◆ Your goal
In the minimax discussion below, reproduce everything from "You may be helped" down to "for each side." word for word.

◆ Exercise passage
=== Begin Enclosure ===
As you can see, I'm pretty confused about this minimax function. Please at the very least give me some hints to help me with this.

Thanks! :)

-
I'd focus on understanding the principles of the algorithm before diving into the code. Here's a decent explanation: ai-depot.com/articles/minimax-explained –  Odrade Sep 2 '10 at 20:05

That sample from Wikipedia is doing NegaMax with Alpha/Beta pruning.

You may be helped by getting the naming straight:

• The basis is MiniMax, a literal implementation would involve 2 methods that take turns (mutually recursive), 1 for each side.

• Lazy programmers turn this into NegaMax, one method with a strategically placed `-` operator.

• Alpha/Beta pruning is keeping track of a Window of best moves (over multiple depths) to detect dead branches.
=== End Enclosure ===
◆ Records shown
=== Begin Enclosure ===
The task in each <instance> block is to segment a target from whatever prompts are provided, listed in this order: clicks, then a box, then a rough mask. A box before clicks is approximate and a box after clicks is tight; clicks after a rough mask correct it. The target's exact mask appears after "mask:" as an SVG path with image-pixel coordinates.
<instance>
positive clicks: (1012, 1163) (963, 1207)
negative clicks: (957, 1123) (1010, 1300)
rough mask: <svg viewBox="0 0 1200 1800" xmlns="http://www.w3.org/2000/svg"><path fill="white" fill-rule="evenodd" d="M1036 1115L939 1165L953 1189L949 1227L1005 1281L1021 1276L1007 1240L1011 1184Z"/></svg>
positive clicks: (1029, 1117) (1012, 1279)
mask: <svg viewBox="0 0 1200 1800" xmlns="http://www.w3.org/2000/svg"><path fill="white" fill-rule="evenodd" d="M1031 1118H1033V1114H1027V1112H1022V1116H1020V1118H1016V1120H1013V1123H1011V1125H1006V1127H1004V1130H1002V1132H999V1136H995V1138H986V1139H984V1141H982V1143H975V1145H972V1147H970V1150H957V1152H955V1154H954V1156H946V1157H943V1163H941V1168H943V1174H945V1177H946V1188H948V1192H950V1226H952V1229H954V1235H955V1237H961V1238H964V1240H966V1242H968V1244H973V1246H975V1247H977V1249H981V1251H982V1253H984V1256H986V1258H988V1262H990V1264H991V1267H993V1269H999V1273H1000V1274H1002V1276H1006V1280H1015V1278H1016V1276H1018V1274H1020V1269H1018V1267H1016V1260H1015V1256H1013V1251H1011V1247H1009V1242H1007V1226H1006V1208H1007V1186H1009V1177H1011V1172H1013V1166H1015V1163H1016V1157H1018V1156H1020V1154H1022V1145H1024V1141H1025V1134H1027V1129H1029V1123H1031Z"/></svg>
=== End Enclosure ===
◆ Response box
You may be helped by getting the naming straight:

• The basis is MiniMax, a literal implementation would involve 2 methods that take turns (mutually recursive), 1 for each side.